-- TO DO --
Reproduce verbatim the stretch of the listing from the line containing "Challenge: find every instance of open" through the line containing "[331, 170, 346, 183]", with both of those lines included.

-- EXTRACTED RECORDS --
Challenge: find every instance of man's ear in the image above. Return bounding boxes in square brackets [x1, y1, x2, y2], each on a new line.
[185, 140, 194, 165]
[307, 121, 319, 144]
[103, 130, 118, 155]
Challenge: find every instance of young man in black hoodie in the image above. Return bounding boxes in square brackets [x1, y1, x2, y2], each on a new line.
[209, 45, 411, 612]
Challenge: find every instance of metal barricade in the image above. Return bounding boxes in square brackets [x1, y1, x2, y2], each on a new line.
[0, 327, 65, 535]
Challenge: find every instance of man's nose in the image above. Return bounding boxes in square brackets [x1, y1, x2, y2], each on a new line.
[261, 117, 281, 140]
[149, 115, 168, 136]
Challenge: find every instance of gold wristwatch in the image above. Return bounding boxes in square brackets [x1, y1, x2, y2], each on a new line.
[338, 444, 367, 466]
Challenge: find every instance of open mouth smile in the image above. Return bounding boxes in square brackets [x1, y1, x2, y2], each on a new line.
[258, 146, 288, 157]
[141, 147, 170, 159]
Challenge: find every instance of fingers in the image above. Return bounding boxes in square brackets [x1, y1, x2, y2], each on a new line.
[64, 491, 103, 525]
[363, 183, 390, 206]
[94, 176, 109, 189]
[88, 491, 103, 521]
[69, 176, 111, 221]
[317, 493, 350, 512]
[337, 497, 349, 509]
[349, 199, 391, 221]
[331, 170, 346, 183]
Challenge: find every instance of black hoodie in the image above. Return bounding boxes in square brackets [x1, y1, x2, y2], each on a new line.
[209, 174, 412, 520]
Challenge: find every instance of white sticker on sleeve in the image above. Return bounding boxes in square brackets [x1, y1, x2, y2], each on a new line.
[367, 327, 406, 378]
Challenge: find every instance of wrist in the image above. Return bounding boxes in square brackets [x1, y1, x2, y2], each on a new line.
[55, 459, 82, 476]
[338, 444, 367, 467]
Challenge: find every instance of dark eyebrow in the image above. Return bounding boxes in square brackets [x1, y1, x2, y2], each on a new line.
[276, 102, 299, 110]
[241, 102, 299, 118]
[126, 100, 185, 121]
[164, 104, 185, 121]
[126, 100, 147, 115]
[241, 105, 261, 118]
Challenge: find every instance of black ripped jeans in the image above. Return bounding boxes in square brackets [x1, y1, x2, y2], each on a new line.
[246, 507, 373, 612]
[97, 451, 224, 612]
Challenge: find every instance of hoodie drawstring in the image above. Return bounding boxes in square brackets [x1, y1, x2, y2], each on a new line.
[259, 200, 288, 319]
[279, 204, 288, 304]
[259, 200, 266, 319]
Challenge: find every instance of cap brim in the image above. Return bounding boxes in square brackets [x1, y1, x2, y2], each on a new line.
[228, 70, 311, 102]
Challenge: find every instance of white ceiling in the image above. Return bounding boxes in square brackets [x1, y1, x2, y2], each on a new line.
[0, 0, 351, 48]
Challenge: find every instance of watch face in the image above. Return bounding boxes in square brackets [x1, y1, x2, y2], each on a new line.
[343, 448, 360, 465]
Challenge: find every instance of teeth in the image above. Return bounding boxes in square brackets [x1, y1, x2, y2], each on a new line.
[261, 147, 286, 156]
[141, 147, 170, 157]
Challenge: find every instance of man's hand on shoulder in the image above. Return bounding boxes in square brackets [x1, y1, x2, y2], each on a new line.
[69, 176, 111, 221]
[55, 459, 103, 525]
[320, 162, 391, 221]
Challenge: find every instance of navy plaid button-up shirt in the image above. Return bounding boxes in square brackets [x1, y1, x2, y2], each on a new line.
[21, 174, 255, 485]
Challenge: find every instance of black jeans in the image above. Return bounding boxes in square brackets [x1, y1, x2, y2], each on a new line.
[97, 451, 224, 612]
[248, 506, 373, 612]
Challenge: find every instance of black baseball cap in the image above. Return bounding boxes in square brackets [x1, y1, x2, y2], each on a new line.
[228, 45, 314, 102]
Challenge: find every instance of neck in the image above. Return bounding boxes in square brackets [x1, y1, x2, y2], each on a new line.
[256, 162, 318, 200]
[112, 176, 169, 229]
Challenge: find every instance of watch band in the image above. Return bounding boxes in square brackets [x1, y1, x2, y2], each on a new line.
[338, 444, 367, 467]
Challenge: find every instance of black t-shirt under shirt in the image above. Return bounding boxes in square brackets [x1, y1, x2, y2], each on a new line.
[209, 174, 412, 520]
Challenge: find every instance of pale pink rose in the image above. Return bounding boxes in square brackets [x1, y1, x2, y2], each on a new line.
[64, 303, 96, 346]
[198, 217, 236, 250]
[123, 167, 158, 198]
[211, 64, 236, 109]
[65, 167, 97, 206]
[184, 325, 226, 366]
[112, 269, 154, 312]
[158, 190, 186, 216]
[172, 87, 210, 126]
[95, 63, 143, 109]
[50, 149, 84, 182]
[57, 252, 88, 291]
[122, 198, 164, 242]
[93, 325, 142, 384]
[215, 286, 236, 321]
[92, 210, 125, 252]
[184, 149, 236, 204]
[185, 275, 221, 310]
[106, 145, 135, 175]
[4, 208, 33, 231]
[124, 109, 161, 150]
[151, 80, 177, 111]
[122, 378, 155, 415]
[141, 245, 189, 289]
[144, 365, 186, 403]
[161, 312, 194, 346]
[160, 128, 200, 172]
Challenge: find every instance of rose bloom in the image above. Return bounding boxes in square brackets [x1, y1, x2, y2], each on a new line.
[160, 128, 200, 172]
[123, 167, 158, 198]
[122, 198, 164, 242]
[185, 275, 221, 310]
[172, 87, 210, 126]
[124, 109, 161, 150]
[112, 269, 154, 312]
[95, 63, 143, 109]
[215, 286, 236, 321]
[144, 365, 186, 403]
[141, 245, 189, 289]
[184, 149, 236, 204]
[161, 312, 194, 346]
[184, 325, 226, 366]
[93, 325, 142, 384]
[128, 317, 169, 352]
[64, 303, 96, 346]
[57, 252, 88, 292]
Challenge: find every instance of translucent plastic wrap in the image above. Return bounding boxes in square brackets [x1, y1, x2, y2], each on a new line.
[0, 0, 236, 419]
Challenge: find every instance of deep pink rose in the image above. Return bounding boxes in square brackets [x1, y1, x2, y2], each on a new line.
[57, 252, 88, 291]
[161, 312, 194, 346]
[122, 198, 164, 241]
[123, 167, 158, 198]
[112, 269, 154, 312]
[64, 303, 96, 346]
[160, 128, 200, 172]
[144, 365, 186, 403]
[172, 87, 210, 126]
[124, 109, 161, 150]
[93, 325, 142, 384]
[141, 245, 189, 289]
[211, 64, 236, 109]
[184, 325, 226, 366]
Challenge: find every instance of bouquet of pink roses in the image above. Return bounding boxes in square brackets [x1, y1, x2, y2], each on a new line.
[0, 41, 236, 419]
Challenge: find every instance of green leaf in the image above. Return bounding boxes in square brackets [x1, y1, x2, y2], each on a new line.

-- FULL ANSWER --
Challenge: find every instance of open mouth smile in the image above. Return bounding boxes in square brackets [x1, y1, x2, y2], each on a new line.
[258, 146, 288, 157]
[141, 147, 170, 159]
Challenge: find every instance of fingers in the image above. Return bounding boxes in square brackets [x1, y1, x2, y2], each on a new line.
[64, 491, 103, 525]
[363, 183, 390, 206]
[94, 176, 109, 189]
[88, 491, 103, 521]
[69, 176, 111, 221]
[317, 493, 350, 512]
[337, 497, 349, 509]
[349, 199, 391, 221]
[331, 170, 346, 183]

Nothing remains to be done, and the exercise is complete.